THE RECORDS:
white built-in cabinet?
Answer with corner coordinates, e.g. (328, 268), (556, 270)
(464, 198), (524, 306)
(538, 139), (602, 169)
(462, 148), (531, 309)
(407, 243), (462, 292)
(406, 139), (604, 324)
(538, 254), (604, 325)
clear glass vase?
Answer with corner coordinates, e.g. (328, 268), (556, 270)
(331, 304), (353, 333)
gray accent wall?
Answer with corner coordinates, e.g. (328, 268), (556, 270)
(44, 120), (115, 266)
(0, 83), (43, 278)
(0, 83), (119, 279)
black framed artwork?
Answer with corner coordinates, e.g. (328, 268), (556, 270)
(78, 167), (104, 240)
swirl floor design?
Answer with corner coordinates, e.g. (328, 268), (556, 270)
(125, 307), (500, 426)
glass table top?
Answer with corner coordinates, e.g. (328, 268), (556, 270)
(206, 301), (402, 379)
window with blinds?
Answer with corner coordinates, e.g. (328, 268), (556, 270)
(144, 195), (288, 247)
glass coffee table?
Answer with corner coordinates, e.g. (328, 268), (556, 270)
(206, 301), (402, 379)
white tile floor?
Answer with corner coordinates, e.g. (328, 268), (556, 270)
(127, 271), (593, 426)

WHAT IS REQUIRED:
Arrange the lines of the records as a numbered list, beginning at the line with "black framed artwork?" and continuing through the line with "(144, 195), (288, 247)". Leave out any blank lines.

SOLUTION TO THIS TASK:
1. black framed artwork?
2. Answer with corner coordinates, e.g. (328, 268), (556, 270)
3. (78, 167), (104, 240)
4. swirl floor design?
5. Answer with corner coordinates, e.g. (328, 268), (556, 270)
6. (125, 307), (500, 426)
7. glass table top?
8. Answer with corner coordinates, e.g. (328, 268), (556, 270)
9. (206, 301), (402, 379)
10. window with blinds?
11. Answer with corner coordinates, e.g. (328, 268), (556, 270)
12. (144, 195), (288, 247)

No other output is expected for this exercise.